_CHALLENGE_
Using the data below, repeat all of it precisely.

Location identification items

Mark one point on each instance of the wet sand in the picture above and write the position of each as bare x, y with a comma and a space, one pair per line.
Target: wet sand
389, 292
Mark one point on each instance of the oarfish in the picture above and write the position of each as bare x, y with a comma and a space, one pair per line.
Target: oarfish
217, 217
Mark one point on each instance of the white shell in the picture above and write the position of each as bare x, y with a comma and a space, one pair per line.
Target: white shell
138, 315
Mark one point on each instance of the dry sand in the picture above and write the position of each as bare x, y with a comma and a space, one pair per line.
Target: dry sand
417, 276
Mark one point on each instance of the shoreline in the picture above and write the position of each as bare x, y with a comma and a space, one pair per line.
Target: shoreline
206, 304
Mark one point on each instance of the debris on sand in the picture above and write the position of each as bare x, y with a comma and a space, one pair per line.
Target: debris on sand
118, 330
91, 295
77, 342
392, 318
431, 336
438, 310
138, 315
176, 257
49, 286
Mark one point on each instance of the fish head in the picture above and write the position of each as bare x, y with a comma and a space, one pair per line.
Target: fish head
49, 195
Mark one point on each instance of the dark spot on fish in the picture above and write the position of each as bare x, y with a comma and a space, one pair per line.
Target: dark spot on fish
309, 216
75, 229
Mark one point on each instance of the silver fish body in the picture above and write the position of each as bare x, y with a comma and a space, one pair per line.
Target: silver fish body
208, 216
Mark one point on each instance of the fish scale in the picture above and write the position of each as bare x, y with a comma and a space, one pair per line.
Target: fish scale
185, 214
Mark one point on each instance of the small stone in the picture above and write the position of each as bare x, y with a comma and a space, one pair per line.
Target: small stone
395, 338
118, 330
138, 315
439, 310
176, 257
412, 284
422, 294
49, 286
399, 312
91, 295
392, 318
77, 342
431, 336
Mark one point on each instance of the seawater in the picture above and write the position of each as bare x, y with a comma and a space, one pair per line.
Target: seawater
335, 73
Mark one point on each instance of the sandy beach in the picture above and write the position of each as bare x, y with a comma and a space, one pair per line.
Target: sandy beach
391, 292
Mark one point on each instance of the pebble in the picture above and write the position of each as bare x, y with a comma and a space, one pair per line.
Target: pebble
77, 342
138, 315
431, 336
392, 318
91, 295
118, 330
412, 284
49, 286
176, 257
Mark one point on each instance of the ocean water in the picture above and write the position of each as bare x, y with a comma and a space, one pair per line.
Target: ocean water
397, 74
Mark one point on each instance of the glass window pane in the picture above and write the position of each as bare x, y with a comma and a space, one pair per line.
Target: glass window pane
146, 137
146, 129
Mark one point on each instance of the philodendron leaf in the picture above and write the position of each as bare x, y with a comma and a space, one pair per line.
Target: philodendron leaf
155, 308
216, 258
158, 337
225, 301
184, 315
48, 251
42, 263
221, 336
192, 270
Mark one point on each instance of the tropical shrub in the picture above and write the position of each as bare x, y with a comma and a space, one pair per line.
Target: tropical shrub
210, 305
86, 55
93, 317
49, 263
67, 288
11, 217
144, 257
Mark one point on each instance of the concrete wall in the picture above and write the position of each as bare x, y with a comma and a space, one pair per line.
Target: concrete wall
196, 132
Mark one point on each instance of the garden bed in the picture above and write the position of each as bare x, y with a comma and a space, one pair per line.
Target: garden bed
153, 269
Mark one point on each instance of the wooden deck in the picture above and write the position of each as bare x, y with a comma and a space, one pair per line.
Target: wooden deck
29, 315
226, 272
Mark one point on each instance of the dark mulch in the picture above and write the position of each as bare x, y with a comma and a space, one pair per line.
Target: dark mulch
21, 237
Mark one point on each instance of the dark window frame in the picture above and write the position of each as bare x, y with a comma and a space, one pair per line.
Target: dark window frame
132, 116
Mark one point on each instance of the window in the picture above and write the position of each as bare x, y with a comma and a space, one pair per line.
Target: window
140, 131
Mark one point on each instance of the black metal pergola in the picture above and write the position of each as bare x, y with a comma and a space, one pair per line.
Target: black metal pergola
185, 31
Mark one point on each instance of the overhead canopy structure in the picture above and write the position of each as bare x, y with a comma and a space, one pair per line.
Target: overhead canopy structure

_SOLUTION_
Mark one point on each instance of the wet sand in the picture above and write the position of each as bare x, y with a comma and a space, one pair per line.
Target: wet sand
389, 292
Mark one point on each instance of the oarfish in the picture above and write the position of each as bare x, y with a comma and a space, one pair per line.
Target: oarfish
217, 217
Mark one point on each instance of the white shell in the picture above and write the position of each as bare x, y with a comma and a space, one pair per line.
Target: white shell
138, 315
Mark one point on each instance of the dry sand in the picture above and write the position of each as bare x, y with a comma and a space, one pair per line.
Target: dry sand
417, 276
Mark one point on each instance of the shoreline in the picture above and write the position of each as bare x, y with a comma and a space, one pair per line.
Target: shoreline
206, 304
Mark one point on each instance of the debris on sand in the picture above and write the position of each as bare x, y with a comma and a space, one pair per line.
Target: debris on sand
118, 330
91, 295
77, 342
392, 318
431, 336
438, 310
138, 315
176, 257
49, 286
Mark one point on each instance of the fish head in the picture above and write the position of each as bare x, y with a comma and a space, one pair per line.
Target: fish head
49, 195
Mark one point on each instance of the dark spot on fish in the picture above and write the position of each as bare x, y with a comma and a space, one pair per line.
Target: dark spot on fish
309, 216
75, 229
Mark one point on each instance of the silver fish body in the picture above and write the position of each as bare x, y with a comma and a space, one pair per line.
Target: silver fish body
208, 216
Mark one point on each instance of the fish scale in the picture above and write the position of each as bare x, y with a comma and a space, one pair per line.
Target: fish scale
185, 214
Mark one point on each instance of the small stone in the picture above and write the position of each as bare x, y with a comma and a space, one pair per line.
Target: small stone
395, 338
118, 330
138, 315
439, 310
176, 257
412, 284
422, 294
49, 286
399, 312
91, 295
392, 318
77, 342
431, 336
Mark one point on each instance of the seawater in the picture above and write the position of each as bare x, y with a comma and a space, one pair per line.
Target: seawater
335, 73
Mark one point on each instance of the sandy beach in the picture above and write the position of each as bare x, y with a comma and a space, one pair per line.
Target: sandy beach
391, 292
Mark one point on each instance of the pebble in the picture above and write the position of each as bare x, y with a comma and a space, one pair per line.
Target: pebble
77, 342
138, 315
431, 336
392, 318
91, 295
118, 330
412, 284
49, 286
176, 257
Mark one point on each instance of the ocean water in the picture above and write the position of each as bare x, y with a comma and a space, one pair per line.
Target: ocean water
397, 74
Mark one point on each instance of the glass window pane in the picture above and write the position of each as bare x, y with a comma and a space, one pair per line.
Target: glass window pane
146, 137
146, 129
Mark one point on each instance of the philodendron leaf in the picture above and write the position of each as bare x, y with a comma and a space, one pair per line.
Target: philodendron leaf
155, 308
216, 258
158, 337
225, 301
184, 315
48, 251
42, 263
221, 336
192, 270
Mark one point on each instance of the tropical shrub in the picture above and write the position of each as bare x, y with a comma and a space, one pair per line.
Target: tropical shrub
210, 305
86, 55
93, 317
49, 263
67, 288
11, 217
144, 257
Mark one point on each instance of the concrete wall in the picture above and write the position of each as bare x, y with a comma and a space, one pair per line.
Target: concrete wall
196, 132
Mark one point on each instance of the garden bed in the picture above and write the position of each as bare x, y with a comma and a space, one pair per line.
Target: garden bed
153, 269
Mark one point on each instance of the wooden deck in the picture above and write the position of each as bare x, y with a comma and a space, one pair per line.
Target: wooden deck
29, 315
226, 272
Mark one point on each instance of the dark mulch in the picture above and write the position of each as bare x, y with a comma and a space, one pair per line.
Target: dark mulch
21, 237
Mark one point on each instance of the dark window frame in the picture above and write the position of each as bare x, y with a comma and a space, one pair per line.
Target: dark window frame
132, 116
Mark one point on each instance of the window in the picture above and write the position of each as bare x, y with a comma and a space, one pair per line.
Target: window
140, 131
Mark one point on each instance of the black metal pergola in the picture above and write the position of each as bare x, y with a comma and a space, one pair per line.
Target: black metal pergola
185, 31
Mark one point on each instance of the overhead canopy structure in the picture above and write the position of each as bare x, y with a comma and a space, one pair per line.
Target: overhead canopy structure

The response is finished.